▸ **Written request A**
Revise the Elasticsearch source guide from "Elasticsearch 7.x standalone" up to and including "a particular table.", changing "Dremio UI" to "Dremio console".
▸ **Written request B**
Pick up the Elasticsearch source guide after its last sentence and write what comes next.

▸ **Document passage**
- - - - - - -
Version: current [25.x]

Elasticsearch

This topic describes how to configure Elasticsearch as a source in Dremio.

note

If your organization upgrades to Elasticsearch v7.0+, you will need to remove and re-add it as a source in Dremio.

Compatibility

Supported Versions:

Elasticsearch 7.x standalone
Dremio Software only

note
As of Dremio Software version 21.3.0+, 22.0.3+, and 23.0.0+, Elasticsearch is supported as a data source in AWS Edition.

Pushdown Scripting Support: Painless

Metadata Concepts

In order to plan and execute queries, Dremio captures and stores Elastic metadata in Dremio’s internal metadata database to efficiently plan and execute queries. This captured metadata is broken into two broad categories:

Dataset Discovery: Names of available Indices, Mappings and Aliases. This information is required to expose databases and tables in the Dremio UI and BI tool connections.
Dataset Details: Complete information including definition of mapping, sampled schema and shard locations. This information is required to complete a query against a particular table.
- - - - - - -
▸ **Information supplied**
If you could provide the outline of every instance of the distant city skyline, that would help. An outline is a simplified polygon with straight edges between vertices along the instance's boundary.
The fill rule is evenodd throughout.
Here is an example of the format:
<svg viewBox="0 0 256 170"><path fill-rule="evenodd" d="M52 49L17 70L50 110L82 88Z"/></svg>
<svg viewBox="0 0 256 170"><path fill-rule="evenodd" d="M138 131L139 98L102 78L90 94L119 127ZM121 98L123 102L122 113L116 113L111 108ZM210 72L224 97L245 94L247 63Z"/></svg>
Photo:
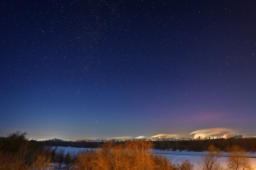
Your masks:
<svg viewBox="0 0 256 170"><path fill-rule="evenodd" d="M256 136L253 1L2 1L0 136Z"/></svg>

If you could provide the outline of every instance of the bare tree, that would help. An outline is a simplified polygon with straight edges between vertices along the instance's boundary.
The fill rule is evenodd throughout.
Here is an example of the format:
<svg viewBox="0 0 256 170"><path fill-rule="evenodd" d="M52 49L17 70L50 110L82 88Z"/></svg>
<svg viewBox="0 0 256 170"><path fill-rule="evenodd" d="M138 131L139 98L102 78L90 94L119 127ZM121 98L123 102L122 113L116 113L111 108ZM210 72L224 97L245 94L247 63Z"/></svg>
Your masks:
<svg viewBox="0 0 256 170"><path fill-rule="evenodd" d="M218 159L222 156L220 149L210 145L208 147L207 153L202 155L198 164L203 170L220 170L222 168Z"/></svg>
<svg viewBox="0 0 256 170"><path fill-rule="evenodd" d="M227 163L229 170L251 170L254 169L244 149L237 145L228 148Z"/></svg>
<svg viewBox="0 0 256 170"><path fill-rule="evenodd" d="M55 167L55 164L51 163L51 159L43 154L38 155L36 161L31 165L34 170L53 170Z"/></svg>

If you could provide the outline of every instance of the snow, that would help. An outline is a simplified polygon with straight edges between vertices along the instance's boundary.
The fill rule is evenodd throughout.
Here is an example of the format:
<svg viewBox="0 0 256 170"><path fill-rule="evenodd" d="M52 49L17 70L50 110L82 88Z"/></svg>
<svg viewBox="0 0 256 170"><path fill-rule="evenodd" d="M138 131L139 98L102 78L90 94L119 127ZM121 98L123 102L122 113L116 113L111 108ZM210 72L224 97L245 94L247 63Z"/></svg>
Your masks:
<svg viewBox="0 0 256 170"><path fill-rule="evenodd" d="M83 151L86 150L90 150L90 148L73 148L73 147L65 147L62 146L58 146L57 147L57 150L60 150L64 149L65 154L68 152L70 153L74 153L74 154L78 153L79 151ZM198 161L200 161L201 157L203 153L206 153L206 152L189 152L185 151L172 151L171 150L162 150L156 149L153 150L155 153L157 155L162 155L166 156L173 164L180 163L180 164L182 161L185 161L186 160L189 161L190 163L194 164L195 166L195 170L197 170L199 167L198 165ZM218 160L220 164L224 167L226 167L226 161L227 157L227 153L223 152L222 153L223 156L220 158ZM254 168L254 169L256 170L256 153L248 153L247 155L249 157L254 157L254 158L249 158L249 159L251 161L252 166Z"/></svg>

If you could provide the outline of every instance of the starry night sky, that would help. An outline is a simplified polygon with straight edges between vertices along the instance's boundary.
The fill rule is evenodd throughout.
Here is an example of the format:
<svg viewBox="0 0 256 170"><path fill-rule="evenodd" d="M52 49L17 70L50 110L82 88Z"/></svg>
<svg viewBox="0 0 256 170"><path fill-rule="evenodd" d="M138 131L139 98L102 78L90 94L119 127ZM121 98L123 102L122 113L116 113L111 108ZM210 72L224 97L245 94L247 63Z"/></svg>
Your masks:
<svg viewBox="0 0 256 170"><path fill-rule="evenodd" d="M0 136L255 137L256 2L166 1L1 1Z"/></svg>

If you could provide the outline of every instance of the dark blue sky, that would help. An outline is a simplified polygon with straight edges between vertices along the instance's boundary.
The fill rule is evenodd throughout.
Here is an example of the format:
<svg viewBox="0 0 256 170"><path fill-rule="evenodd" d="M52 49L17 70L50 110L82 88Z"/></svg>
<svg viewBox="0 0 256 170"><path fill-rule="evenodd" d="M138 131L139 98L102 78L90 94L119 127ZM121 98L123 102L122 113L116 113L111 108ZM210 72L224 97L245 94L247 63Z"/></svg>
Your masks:
<svg viewBox="0 0 256 170"><path fill-rule="evenodd" d="M254 1L2 1L0 136L255 136Z"/></svg>

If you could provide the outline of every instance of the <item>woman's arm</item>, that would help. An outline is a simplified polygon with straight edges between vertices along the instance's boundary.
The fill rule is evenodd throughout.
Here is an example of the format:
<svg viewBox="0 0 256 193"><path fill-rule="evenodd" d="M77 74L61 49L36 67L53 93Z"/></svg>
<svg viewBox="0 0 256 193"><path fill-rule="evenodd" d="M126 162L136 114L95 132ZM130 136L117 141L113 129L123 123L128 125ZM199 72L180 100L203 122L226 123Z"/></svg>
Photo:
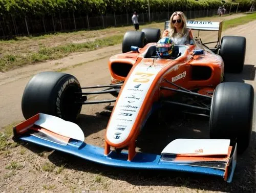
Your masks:
<svg viewBox="0 0 256 193"><path fill-rule="evenodd" d="M194 38L194 36L193 36L193 33L192 33L192 30L191 29L188 28L188 40L190 41L191 39L193 39Z"/></svg>
<svg viewBox="0 0 256 193"><path fill-rule="evenodd" d="M164 30L164 31L163 33L163 35L162 35L162 37L168 37L168 33L169 32L167 30Z"/></svg>

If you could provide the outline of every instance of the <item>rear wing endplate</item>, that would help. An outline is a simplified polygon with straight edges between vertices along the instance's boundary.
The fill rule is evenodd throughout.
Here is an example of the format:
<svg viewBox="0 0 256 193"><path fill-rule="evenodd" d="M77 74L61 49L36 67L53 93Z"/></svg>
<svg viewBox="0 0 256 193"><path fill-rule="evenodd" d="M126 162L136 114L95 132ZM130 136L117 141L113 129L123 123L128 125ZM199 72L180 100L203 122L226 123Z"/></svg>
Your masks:
<svg viewBox="0 0 256 193"><path fill-rule="evenodd" d="M170 21L167 20L165 22L164 30L169 28ZM199 37L199 32L202 31L218 31L218 41L205 43L210 44L214 42L219 42L221 38L221 32L222 31L222 21L220 22L211 22L211 21L197 21L188 20L187 22L187 27L193 30L198 30L198 37Z"/></svg>

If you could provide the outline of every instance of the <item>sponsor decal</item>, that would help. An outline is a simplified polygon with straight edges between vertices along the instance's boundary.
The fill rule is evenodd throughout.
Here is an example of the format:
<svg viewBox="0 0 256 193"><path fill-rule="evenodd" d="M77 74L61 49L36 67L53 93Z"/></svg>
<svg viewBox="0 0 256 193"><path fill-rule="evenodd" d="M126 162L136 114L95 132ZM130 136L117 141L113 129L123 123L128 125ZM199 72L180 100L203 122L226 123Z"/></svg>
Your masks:
<svg viewBox="0 0 256 193"><path fill-rule="evenodd" d="M150 79L148 78L155 75L155 74L137 72L135 73L135 75L138 75L139 77L134 79L134 82L145 83L150 80Z"/></svg>
<svg viewBox="0 0 256 193"><path fill-rule="evenodd" d="M132 113L119 113L118 115L122 116L127 116L128 117L131 117L133 114Z"/></svg>
<svg viewBox="0 0 256 193"><path fill-rule="evenodd" d="M176 70L177 70L178 69L179 69L179 66L178 65L176 65L175 67L174 67L174 71L176 71Z"/></svg>
<svg viewBox="0 0 256 193"><path fill-rule="evenodd" d="M134 88L135 88L136 89L138 89L140 87L141 85L141 84L136 85L136 86L134 87Z"/></svg>
<svg viewBox="0 0 256 193"><path fill-rule="evenodd" d="M132 95L132 96L131 97L125 97L125 98L130 98L131 99L137 99L137 100L139 100L140 98L139 97L136 97L135 95Z"/></svg>
<svg viewBox="0 0 256 193"><path fill-rule="evenodd" d="M210 21L187 21L187 24L200 24L200 25L205 25L205 24L212 25L212 22L210 22Z"/></svg>
<svg viewBox="0 0 256 193"><path fill-rule="evenodd" d="M116 128L116 130L124 131L124 130L125 130L125 128L124 128L124 127L117 127Z"/></svg>
<svg viewBox="0 0 256 193"><path fill-rule="evenodd" d="M181 79L184 78L186 77L186 72L184 71L182 73L178 74L178 75L172 78L172 81L173 82L176 82L176 81Z"/></svg>
<svg viewBox="0 0 256 193"><path fill-rule="evenodd" d="M120 138L120 137L121 137L121 133L115 133L115 134L114 134L114 139L118 139Z"/></svg>
<svg viewBox="0 0 256 193"><path fill-rule="evenodd" d="M141 89L128 89L127 91L140 91L142 92L143 90Z"/></svg>
<svg viewBox="0 0 256 193"><path fill-rule="evenodd" d="M138 106L133 106L130 105L130 104L127 105L121 105L119 106L121 108L131 108L131 109L138 109Z"/></svg>
<svg viewBox="0 0 256 193"><path fill-rule="evenodd" d="M117 118L116 120L120 121L124 121L124 122L132 122L133 121L131 119L120 119L119 118Z"/></svg>
<svg viewBox="0 0 256 193"><path fill-rule="evenodd" d="M142 92L143 90L142 89L138 89L140 87L141 84L137 84L134 86L134 88L132 89L128 89L127 90L127 91L140 91Z"/></svg>
<svg viewBox="0 0 256 193"><path fill-rule="evenodd" d="M77 84L79 84L79 82L76 79L75 79L75 78L71 78L64 82L64 83L62 84L59 91L58 92L58 96L56 99L56 105L57 106L57 114L58 114L58 116L59 117L62 118L61 112L60 111L60 98L62 97L61 96L63 93L63 91L65 90L65 88L67 85L73 83L76 83Z"/></svg>
<svg viewBox="0 0 256 193"><path fill-rule="evenodd" d="M135 110L130 110L130 109L121 109L121 111L130 111L131 112L136 112L136 111Z"/></svg>

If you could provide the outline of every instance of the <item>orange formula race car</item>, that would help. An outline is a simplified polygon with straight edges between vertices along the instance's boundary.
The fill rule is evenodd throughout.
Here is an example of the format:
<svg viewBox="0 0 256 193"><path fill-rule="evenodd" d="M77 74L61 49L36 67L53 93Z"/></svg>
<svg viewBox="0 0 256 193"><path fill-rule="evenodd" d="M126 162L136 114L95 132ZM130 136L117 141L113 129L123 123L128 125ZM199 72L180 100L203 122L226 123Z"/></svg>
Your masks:
<svg viewBox="0 0 256 193"><path fill-rule="evenodd" d="M246 39L228 36L221 40L221 23L188 21L187 26L218 31L216 46L210 49L195 38L190 45L175 45L174 59L159 58L156 45L160 30L144 29L127 32L123 53L110 58L110 85L81 88L70 74L35 75L22 98L27 120L13 128L14 139L115 167L204 174L231 182L237 152L243 153L249 145L254 91L248 84L222 81L224 71L243 70ZM82 91L96 88L102 89ZM87 100L89 95L106 93L116 99ZM111 102L115 103L104 148L86 143L82 131L72 122L82 105ZM210 139L177 139L159 155L136 152L136 139L148 117L167 105L209 117Z"/></svg>

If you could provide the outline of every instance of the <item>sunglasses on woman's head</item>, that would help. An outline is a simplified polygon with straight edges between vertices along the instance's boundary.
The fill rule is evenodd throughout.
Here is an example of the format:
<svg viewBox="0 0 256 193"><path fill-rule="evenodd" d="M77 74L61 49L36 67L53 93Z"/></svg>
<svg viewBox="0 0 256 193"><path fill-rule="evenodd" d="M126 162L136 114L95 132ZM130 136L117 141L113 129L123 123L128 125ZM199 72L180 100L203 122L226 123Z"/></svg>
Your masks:
<svg viewBox="0 0 256 193"><path fill-rule="evenodd" d="M175 20L173 20L172 21L172 22L173 22L173 24L175 24L176 23L176 21L177 22L178 22L178 23L181 23L181 19L175 19Z"/></svg>

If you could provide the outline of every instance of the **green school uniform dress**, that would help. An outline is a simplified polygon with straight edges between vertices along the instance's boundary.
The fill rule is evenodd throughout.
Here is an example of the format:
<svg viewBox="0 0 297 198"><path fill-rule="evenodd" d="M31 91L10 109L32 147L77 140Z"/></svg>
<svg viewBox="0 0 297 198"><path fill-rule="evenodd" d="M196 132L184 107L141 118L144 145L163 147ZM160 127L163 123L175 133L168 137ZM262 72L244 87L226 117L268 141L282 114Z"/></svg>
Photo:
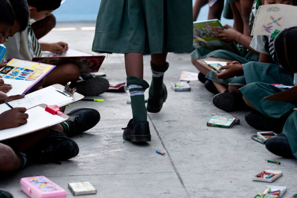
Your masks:
<svg viewBox="0 0 297 198"><path fill-rule="evenodd" d="M192 50L190 0L102 0L92 50L144 54Z"/></svg>
<svg viewBox="0 0 297 198"><path fill-rule="evenodd" d="M288 118L282 134L286 136L293 155L297 158L297 111L294 111Z"/></svg>

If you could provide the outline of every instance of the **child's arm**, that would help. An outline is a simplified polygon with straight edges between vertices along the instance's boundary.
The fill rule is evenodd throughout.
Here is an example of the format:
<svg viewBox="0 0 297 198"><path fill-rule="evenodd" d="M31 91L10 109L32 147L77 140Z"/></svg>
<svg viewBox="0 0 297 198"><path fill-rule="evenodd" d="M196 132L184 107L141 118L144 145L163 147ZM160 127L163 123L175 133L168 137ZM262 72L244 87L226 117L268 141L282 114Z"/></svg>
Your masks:
<svg viewBox="0 0 297 198"><path fill-rule="evenodd" d="M40 43L41 49L43 51L49 51L53 53L62 54L68 50L68 44L64 42L53 43Z"/></svg>
<svg viewBox="0 0 297 198"><path fill-rule="evenodd" d="M225 79L243 75L242 65L238 61L227 63L227 65L222 66L219 68L220 70L224 69L225 69L226 71L219 73L216 71L216 75L219 79Z"/></svg>
<svg viewBox="0 0 297 198"><path fill-rule="evenodd" d="M29 116L26 108L14 108L0 114L0 130L14 128L26 124Z"/></svg>

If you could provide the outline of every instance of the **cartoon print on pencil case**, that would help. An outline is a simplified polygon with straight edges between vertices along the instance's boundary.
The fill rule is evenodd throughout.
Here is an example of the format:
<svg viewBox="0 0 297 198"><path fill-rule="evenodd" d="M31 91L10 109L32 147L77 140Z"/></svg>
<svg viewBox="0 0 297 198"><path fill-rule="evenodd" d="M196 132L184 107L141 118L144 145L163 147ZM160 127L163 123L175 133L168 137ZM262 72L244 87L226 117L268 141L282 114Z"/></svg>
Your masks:
<svg viewBox="0 0 297 198"><path fill-rule="evenodd" d="M20 99L14 103L12 103L11 104L14 107L18 106L20 105L25 103L32 105L33 104L34 102L40 100L42 98L42 97L40 96L37 96L31 98L26 97Z"/></svg>
<svg viewBox="0 0 297 198"><path fill-rule="evenodd" d="M282 17L279 17L277 19L275 19L272 16L270 16L270 19L272 20L272 22L269 23L267 24L267 26L270 26L271 25L272 25L273 23L276 23L277 25L279 26L280 26L281 25L279 23L279 22L282 20Z"/></svg>

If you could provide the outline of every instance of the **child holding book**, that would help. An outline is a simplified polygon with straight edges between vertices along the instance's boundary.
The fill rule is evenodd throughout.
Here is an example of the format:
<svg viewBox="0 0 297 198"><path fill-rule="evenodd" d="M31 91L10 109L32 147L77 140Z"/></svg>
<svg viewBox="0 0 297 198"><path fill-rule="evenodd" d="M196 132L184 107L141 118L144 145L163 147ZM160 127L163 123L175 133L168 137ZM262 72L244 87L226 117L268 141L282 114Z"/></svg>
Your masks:
<svg viewBox="0 0 297 198"><path fill-rule="evenodd" d="M163 82L169 66L167 53L192 49L192 3L189 0L101 1L92 50L125 54L133 117L123 128L125 139L151 141L144 94L149 86L143 79L143 56L151 54L153 77L147 111L157 113L167 98Z"/></svg>
<svg viewBox="0 0 297 198"><path fill-rule="evenodd" d="M37 21L44 18L59 7L61 1L28 0L30 18ZM23 32L10 38L6 45L7 50L4 57L7 60L15 58L31 60L34 57L41 56L42 50L62 53L68 50L68 44L63 42L40 43L30 23ZM78 92L83 93L85 95L98 95L108 89L108 81L103 78L94 78L75 83L79 80L80 71L78 65L74 63L65 63L57 66L47 75L44 87L56 83L66 84L71 81L73 83L72 86L76 87Z"/></svg>

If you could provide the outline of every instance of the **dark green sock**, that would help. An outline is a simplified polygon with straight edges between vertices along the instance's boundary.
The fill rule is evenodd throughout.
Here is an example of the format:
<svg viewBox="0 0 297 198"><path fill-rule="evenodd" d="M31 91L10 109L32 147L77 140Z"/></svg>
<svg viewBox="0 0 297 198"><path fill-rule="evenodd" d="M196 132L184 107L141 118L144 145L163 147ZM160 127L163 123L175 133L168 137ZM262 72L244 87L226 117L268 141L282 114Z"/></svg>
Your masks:
<svg viewBox="0 0 297 198"><path fill-rule="evenodd" d="M144 102L144 92L149 85L145 80L134 76L127 77L127 86L131 98L133 122L147 120L147 113Z"/></svg>
<svg viewBox="0 0 297 198"><path fill-rule="evenodd" d="M61 123L62 126L63 127L64 129L64 131L63 133L68 137L69 135L71 135L72 132L73 130L73 123L72 122L67 120Z"/></svg>
<svg viewBox="0 0 297 198"><path fill-rule="evenodd" d="M163 66L156 65L151 62L153 78L149 90L150 95L153 97L159 97L162 95L163 76L164 73L169 67L169 64L167 62L165 65Z"/></svg>

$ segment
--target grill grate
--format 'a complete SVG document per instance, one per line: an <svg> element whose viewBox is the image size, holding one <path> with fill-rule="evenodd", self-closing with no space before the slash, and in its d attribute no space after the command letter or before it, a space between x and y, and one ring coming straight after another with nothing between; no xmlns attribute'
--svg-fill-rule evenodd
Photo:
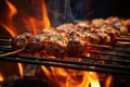
<svg viewBox="0 0 130 87"><path fill-rule="evenodd" d="M0 58L0 61L8 62L21 62L27 64L36 65L46 65L46 66L55 66L73 70L82 70L82 71L92 71L100 73L109 73L109 74L121 74L130 75L130 47L129 38L122 39L118 38L125 44L115 44L114 46L104 46L104 45L88 45L89 47L100 48L101 51L91 51L90 54L102 55L100 57L86 57L80 58L67 58L67 59L52 59L51 57L34 57L27 54L9 54ZM126 48L127 47L127 48ZM9 42L1 40L0 41L0 53L14 51ZM80 59L81 61L78 61ZM102 63L103 62L103 63Z"/></svg>

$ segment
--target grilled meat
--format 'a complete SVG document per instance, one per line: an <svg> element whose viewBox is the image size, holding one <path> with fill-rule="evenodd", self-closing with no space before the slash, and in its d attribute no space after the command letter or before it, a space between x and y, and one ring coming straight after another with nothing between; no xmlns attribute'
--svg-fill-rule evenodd
<svg viewBox="0 0 130 87"><path fill-rule="evenodd" d="M31 53L44 50L49 55L81 57L89 52L88 44L113 45L120 35L128 35L128 24L117 17L63 24L55 28L43 29L41 35L24 33L14 38L12 46L15 49L26 47Z"/></svg>

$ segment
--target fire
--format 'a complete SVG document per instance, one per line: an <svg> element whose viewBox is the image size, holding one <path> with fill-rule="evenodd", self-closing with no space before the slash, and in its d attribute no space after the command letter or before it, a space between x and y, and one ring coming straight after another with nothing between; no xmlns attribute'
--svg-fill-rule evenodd
<svg viewBox="0 0 130 87"><path fill-rule="evenodd" d="M113 75L108 75L106 77L105 87L110 87L112 80L113 80Z"/></svg>
<svg viewBox="0 0 130 87"><path fill-rule="evenodd" d="M50 20L49 20L49 15L47 12L44 0L42 2L42 13L43 13L43 16L42 16L43 28L49 28L51 26L51 24L50 24Z"/></svg>
<svg viewBox="0 0 130 87"><path fill-rule="evenodd" d="M24 32L31 32L34 35L37 35L41 34L43 28L51 27L44 0L39 0L41 18L38 18L35 15L21 16L18 14L18 10L10 2L10 0L5 0L5 3L9 10L6 10L5 17L3 18L4 21L1 22L0 25L3 26L12 37L15 37ZM16 21L20 21L20 23L16 23L15 18L17 18ZM24 26L25 29L21 26Z"/></svg>
<svg viewBox="0 0 130 87"><path fill-rule="evenodd" d="M42 10L42 18L38 20L35 16L20 17L23 24L26 26L26 32L32 32L34 35L40 34L43 28L50 28L50 20L47 12L47 7L44 0L41 2ZM16 15L16 8L9 1L5 0L10 11L6 17L6 22L2 23L2 26L14 37L18 35L21 29L15 27L13 23L13 17ZM90 57L90 53L86 54ZM81 61L79 59L79 61ZM17 63L20 67L20 74L23 77L23 66L21 63ZM87 71L76 71L76 70L66 70L61 67L50 67L48 70L46 66L41 66L47 77L51 80L54 80L58 87L100 87L100 82L98 77L98 73L95 72L87 72ZM3 80L2 75L0 74L0 80ZM107 84L110 82L110 77L108 78ZM107 85L108 87L108 85Z"/></svg>
<svg viewBox="0 0 130 87"><path fill-rule="evenodd" d="M0 82L3 82L3 76L1 73L0 73Z"/></svg>
<svg viewBox="0 0 130 87"><path fill-rule="evenodd" d="M23 77L24 76L23 65L22 65L22 63L17 63L17 65L18 65L18 70L20 70L20 75L21 75L21 77Z"/></svg>
<svg viewBox="0 0 130 87"><path fill-rule="evenodd" d="M1 25L12 35L16 36L17 35L17 29L15 29L15 26L13 25L13 17L17 13L17 10L15 7L9 1L5 0L5 3L9 7L9 12L5 22L1 23Z"/></svg>
<svg viewBox="0 0 130 87"><path fill-rule="evenodd" d="M95 72L68 70L53 66L50 67L51 70L47 69L46 66L41 67L47 77L58 85L58 87L100 87L99 76Z"/></svg>

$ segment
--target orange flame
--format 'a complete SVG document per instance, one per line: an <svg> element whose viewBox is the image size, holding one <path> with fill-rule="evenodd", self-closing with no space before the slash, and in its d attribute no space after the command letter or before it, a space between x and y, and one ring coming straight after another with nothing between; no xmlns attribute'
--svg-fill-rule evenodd
<svg viewBox="0 0 130 87"><path fill-rule="evenodd" d="M106 77L105 87L110 87L112 80L113 80L113 75L108 75Z"/></svg>
<svg viewBox="0 0 130 87"><path fill-rule="evenodd" d="M23 73L23 65L22 65L22 63L17 63L17 65L18 65L18 70L20 70L20 75L21 75L21 77L23 77L24 76L24 73Z"/></svg>
<svg viewBox="0 0 130 87"><path fill-rule="evenodd" d="M21 26L16 27L16 24L14 23L15 22L14 16L17 13L16 8L9 0L5 0L5 3L9 8L9 10L8 10L8 13L5 14L6 16L4 18L4 22L2 22L0 25L2 25L13 37L22 34L22 32L31 32L31 33L34 33L34 35L41 34L42 29L50 28L51 24L50 24L50 20L48 16L44 0L43 1L39 0L39 2L41 3L40 4L41 12L42 12L41 20L38 20L36 16L31 16L31 15L29 17L28 16L25 16L25 17L18 16L17 17L21 22L23 22L23 23L18 23L18 24L22 24L21 26L23 26L23 24L24 24L24 26L26 27L26 29L23 30L23 28L17 28Z"/></svg>
<svg viewBox="0 0 130 87"><path fill-rule="evenodd" d="M46 7L44 0L42 2L42 13L43 13L43 16L42 16L43 28L50 28L51 24L50 24L50 20L49 20L49 15L47 12L47 7Z"/></svg>
<svg viewBox="0 0 130 87"><path fill-rule="evenodd" d="M3 76L1 73L0 73L0 82L3 82Z"/></svg>
<svg viewBox="0 0 130 87"><path fill-rule="evenodd" d="M79 60L81 61L81 60ZM58 87L100 87L98 74L95 72L66 70L61 67L52 67L49 71L46 66L41 66L44 74L50 80L55 80Z"/></svg>

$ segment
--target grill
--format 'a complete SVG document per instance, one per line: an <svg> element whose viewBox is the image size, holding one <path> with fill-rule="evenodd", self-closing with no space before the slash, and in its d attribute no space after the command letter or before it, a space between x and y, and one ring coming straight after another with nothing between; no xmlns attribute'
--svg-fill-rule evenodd
<svg viewBox="0 0 130 87"><path fill-rule="evenodd" d="M93 50L90 51L91 57L82 55L80 58L52 59L51 57L20 54L17 52L23 51L24 49L14 50L8 38L0 37L0 61L130 75L129 46L130 36L121 36L117 38L117 44L114 44L113 46L88 45L88 47L100 49L100 52ZM81 61L78 61L78 59Z"/></svg>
- - - - - - -
▸ **Task result A**
Elasticsearch 7.x standalone
Dremio Software only

note
As of Dremio Software version 21.3.0+, 22.0.3+, and 23.0.0+, Elasticsearch is supported as a data source in AWS Edition.

Pushdown Scripting Support: Painless

Metadata Concepts

In order to plan and execute queries, Dremio captures and stores Elastic metadata in Dremio’s internal metadata database to efficiently plan and execute queries. This captured metadata is broken into two broad categories:

Dataset Discovery: Names of available Indices, Mappings and Aliases. This information is required to expose databases and tables in the Dremio console and BI tool connections.
Dataset Details: Complete information including definition of mapping, sampled schema and shard locations. This information is required to complete a query against a particular table.

▸ **Task result B**
Dremio will interact with the /_cluster/state/metadata api to understand the nature of the objects inside your Elasticsearch install. From this API endpoint, Dremio can learn metadata about each of these object type. By default, Dataset Discovery has an hourly refresh interval. Additionally, Dataset Details has an hourly refresh interval for Elastic tables that have been queried at least once.

Accessing Objects

The Dremio Elastic Connector is designed to provide a consistent and understandable view of Elastic Indices and Mappings, through the use of a two level hierarchy. In Dremio, these two levels can be thought of as database and table. Elastic Indices and Aliases are exposed as databases and each mapping within those index or alias is exposed as a table.

Dremio also supports exposing data inside Elastic aliases. In Dremio, aliases and indices are not visually distinguished and a user can easily interact with either entity. Additionally, Dremio understands filtered aliases and will correctly apply those filters as part of its operations.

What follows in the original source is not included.